Selected text ::
* * * * * * * * *

As stated in previous posts, during my spiritual direction training I shared for the first time with my small group that I had a “saints” posse. If you haven’t already read them, click here for Part One, and here for Part Two. Today I will be discussing the third saint in my posse, Julian of Norwich.
Around the time my daughter was born I found a bookmark that read “All shall be well, and all shall be well, and all manner of thing shall be well.” This quote introduced me to the 14th cen. English mystic, Julian of Norwich. I loved the rhythmic cadence and repetition of the words and I clung to its hopeful message. I began to read about her and instantly felt such resonance with her writings about the image of God and her understanding of suffering. I also felt a kinship with her being a “cat lady!”
Julian voice speaks to us across the ages and is especially relevant to us today during the Covid 19 pandemic. Three waves of the bubonic plague swept through Norwich during her lifetime. She surely lost many family members and friends to the plague and counseled countless others in her spiritual direction ministry. Matthew Fox notes in Julian of Norwich: Wisdom in a Time of Pandemic and Beyond, “She is a special chaperone for those navigating a time of pandemic…Julian knew something about fostering a spirituality that can survive the trauma of a pandemic. While others all about her were freaking out about nature gone awry, Julian kept her spiritual and intellectual composure staying grounded and true to her belief in the goodness of life, creation, and humanity and in no uncertain terms, inviting others to do the same.”
When Julian was 30, she contracted a serious illness and had a near death experience. What followed were 16 visions in which she encountered Christ. She wrote down everything she saw and the things that God said. She came to believe the visions were not just for her, but for all of humanity and continued to write and edit the manuscripts her whole life. The Benedictines protected her manuscripts until Revelations of Divine Love was finally published in1670. Julian was the first woman to write a book in the English language.

* * * * * * * * *

Exercise directions ::
Answer these questions using the post about Julian of Norwich.
1. What words were printed on the bookmark that introduced the writer to Julian?
2. How many waves of the bubonic plague swept through Norwich during Julian's lifetime?
3. How old was Julian when she contracted a serious illness and had a near death experience?

Dataset excerpt ::
* * * * * * * * *

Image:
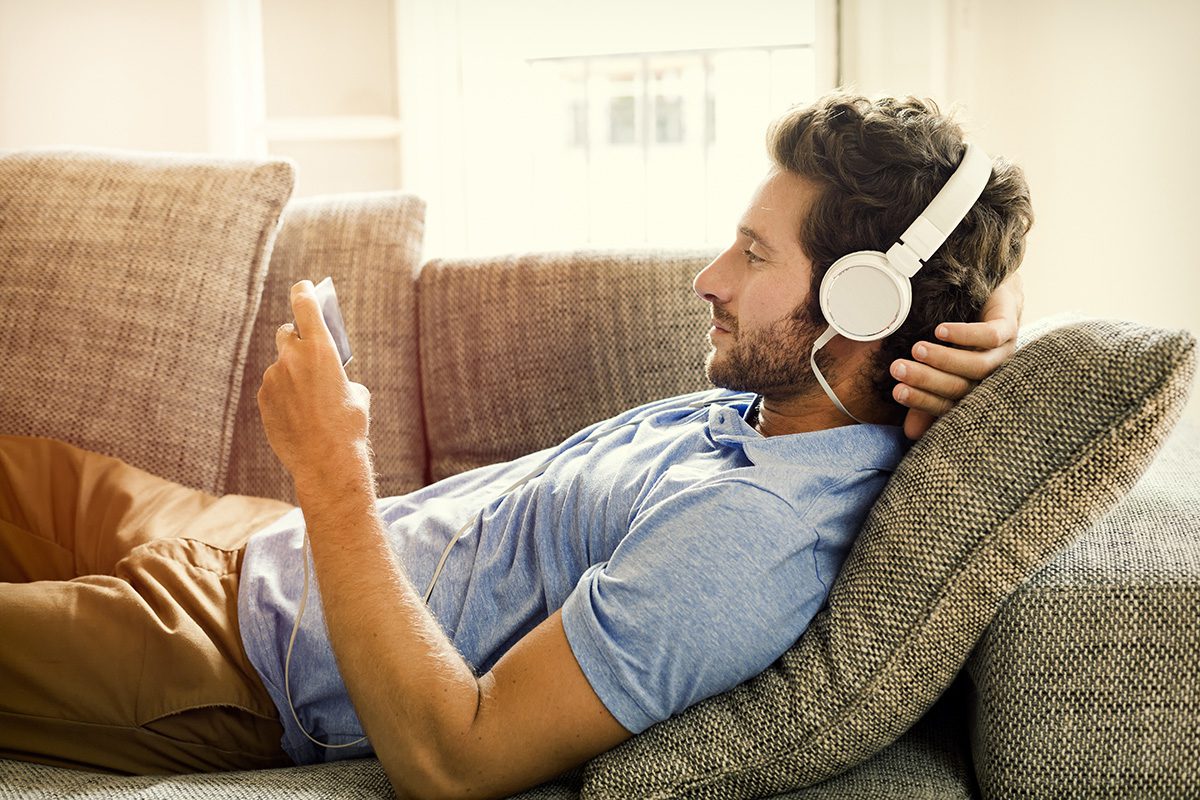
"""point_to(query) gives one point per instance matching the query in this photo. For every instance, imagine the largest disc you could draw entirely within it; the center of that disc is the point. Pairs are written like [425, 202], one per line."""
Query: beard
[772, 361]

* * * * * * * * *

Result of the exercise ::
1. "All shall be well, and all shall be well, and all manner of thing shall be well."
2. Three.
3. She was 30.